### Written task
Copy out each line from the rows below that contains the string "turquoise". Matching is case-sensitive.
start
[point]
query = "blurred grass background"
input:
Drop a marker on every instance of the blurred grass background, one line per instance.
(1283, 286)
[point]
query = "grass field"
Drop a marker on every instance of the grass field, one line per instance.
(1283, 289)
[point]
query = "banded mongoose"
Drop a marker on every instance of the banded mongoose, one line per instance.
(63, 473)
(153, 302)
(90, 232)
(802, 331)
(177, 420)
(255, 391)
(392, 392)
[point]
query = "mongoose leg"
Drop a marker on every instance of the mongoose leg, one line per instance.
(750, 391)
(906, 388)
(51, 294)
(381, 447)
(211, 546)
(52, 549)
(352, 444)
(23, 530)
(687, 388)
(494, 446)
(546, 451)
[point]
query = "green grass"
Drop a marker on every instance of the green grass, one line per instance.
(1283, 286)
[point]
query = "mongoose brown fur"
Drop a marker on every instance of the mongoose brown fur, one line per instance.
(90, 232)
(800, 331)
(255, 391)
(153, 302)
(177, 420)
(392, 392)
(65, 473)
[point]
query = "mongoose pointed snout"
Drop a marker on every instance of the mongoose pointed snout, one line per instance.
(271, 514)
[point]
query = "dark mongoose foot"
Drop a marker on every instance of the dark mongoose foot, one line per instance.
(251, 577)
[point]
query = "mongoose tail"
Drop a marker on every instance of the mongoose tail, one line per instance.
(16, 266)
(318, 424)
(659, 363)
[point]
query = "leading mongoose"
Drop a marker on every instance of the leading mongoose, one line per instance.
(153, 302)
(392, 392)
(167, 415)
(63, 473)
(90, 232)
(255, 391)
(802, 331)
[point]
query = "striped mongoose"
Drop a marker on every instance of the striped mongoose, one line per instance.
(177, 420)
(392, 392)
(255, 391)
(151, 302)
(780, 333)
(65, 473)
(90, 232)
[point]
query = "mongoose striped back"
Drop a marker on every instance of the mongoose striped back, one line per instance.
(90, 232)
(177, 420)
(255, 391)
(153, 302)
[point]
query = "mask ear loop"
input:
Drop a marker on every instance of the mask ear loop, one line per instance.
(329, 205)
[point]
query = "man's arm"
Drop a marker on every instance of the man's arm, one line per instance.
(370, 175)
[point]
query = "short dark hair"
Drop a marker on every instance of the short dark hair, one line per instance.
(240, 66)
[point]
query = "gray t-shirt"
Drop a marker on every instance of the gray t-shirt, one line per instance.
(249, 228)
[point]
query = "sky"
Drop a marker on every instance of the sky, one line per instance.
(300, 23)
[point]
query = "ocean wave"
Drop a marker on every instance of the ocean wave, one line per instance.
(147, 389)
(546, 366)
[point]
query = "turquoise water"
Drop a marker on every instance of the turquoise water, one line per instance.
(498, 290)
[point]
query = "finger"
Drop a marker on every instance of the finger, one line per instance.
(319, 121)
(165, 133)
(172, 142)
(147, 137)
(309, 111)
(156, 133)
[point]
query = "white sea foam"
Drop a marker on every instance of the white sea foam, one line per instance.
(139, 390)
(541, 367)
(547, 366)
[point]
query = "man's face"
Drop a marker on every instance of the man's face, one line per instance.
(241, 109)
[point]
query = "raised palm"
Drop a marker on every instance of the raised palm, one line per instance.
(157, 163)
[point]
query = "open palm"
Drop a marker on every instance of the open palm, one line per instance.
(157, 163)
end
start
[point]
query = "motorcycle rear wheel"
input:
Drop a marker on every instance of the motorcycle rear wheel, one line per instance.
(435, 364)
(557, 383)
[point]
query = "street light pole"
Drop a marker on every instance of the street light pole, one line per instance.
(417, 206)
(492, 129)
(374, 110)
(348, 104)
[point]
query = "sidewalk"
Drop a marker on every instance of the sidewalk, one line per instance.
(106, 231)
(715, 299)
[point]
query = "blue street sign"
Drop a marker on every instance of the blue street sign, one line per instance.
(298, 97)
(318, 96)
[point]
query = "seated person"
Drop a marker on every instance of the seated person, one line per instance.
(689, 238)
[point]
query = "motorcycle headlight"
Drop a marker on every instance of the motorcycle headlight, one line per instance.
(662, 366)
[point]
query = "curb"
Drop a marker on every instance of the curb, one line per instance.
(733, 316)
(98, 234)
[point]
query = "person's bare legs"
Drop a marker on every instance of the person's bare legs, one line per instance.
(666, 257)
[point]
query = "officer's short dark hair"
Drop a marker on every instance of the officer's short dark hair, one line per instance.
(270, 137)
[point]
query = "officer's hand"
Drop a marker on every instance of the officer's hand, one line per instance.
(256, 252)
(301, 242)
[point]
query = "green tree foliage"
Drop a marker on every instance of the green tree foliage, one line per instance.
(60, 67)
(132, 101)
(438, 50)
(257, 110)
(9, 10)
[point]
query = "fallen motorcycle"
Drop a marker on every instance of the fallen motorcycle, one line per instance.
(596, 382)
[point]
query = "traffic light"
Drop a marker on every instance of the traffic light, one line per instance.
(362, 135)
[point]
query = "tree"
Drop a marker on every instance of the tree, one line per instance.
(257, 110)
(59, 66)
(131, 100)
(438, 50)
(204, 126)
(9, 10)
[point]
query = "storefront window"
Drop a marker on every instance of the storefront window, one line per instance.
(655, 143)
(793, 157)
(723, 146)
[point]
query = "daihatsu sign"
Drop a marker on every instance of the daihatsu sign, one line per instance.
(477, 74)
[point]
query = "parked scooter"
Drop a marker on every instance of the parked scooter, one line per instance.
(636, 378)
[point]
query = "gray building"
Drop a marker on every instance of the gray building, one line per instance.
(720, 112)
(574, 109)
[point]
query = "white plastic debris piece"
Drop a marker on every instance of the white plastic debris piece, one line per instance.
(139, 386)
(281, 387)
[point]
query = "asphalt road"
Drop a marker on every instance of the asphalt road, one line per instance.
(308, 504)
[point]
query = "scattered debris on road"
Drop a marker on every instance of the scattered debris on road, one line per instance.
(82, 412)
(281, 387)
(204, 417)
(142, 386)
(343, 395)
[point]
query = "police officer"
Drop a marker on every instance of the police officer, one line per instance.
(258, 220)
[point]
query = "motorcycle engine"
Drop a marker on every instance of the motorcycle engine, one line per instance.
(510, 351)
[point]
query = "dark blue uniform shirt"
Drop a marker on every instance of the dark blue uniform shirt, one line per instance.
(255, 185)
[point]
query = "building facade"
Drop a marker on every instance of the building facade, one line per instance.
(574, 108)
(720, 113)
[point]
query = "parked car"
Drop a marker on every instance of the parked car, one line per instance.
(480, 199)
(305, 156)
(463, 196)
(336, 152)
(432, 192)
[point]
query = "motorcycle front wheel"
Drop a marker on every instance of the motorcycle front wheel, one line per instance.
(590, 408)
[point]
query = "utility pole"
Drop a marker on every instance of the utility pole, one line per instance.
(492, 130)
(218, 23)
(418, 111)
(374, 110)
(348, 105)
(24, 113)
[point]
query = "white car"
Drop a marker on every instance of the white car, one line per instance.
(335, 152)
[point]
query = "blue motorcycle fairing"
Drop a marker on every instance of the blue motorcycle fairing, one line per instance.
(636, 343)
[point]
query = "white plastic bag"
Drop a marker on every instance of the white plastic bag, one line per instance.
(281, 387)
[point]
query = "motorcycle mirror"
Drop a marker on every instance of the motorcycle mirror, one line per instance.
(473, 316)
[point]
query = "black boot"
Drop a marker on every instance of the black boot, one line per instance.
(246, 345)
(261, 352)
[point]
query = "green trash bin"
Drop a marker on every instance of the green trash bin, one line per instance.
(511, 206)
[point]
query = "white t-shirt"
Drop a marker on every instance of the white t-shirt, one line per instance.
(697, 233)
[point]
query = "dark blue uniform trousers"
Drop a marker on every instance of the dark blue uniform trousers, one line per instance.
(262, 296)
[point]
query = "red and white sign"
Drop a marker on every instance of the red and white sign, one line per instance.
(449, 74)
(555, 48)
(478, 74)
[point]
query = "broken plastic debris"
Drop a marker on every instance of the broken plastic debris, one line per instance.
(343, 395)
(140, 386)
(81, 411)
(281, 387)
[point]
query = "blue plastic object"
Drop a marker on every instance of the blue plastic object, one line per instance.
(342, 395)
end
### Exercise result
query = "turquoise water"
Drop a marker on every instance of the turquoise water, one line per instance.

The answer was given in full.